→ DIRECTIONS:
From the data below, return the exact lines starting at the line containing "column 102, row 299" and ending at the line containing "Check that every instance of the shop doorway", both included, and nothing else.

'''

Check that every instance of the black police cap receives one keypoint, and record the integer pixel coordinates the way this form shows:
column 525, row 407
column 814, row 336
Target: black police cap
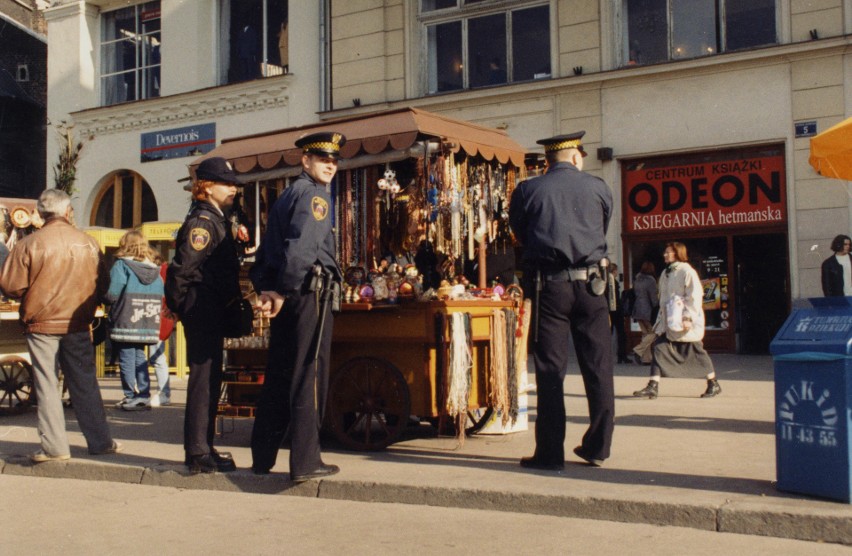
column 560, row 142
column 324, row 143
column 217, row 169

'''
'''

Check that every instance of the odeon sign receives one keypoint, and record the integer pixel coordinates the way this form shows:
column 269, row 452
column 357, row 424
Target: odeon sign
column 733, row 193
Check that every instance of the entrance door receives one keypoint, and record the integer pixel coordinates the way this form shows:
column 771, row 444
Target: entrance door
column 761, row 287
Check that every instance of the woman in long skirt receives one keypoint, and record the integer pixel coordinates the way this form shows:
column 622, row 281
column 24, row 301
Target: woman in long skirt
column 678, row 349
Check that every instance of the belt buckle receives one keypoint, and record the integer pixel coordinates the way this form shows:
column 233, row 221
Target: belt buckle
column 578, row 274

'''
'''

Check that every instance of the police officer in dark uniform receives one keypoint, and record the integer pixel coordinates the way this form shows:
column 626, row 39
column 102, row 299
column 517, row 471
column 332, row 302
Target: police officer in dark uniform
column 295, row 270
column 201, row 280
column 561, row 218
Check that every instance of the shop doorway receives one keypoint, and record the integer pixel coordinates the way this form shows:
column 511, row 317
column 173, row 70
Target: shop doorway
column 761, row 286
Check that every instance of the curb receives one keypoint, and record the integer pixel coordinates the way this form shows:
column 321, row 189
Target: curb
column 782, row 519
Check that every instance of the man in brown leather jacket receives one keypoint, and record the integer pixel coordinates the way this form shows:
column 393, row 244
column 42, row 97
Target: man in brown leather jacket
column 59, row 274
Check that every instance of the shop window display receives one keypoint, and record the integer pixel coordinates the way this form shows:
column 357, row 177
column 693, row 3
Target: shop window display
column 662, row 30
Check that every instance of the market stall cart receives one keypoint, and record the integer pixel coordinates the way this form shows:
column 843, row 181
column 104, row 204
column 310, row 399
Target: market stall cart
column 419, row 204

'''

→ ANSWER BELOW:
column 102, row 299
column 517, row 471
column 332, row 302
Target: police officer in dark uniform
column 295, row 270
column 201, row 280
column 561, row 218
Check that every instance of the shop doorway receives one keypoint, and record the integer pixel coordinates the way this form shows:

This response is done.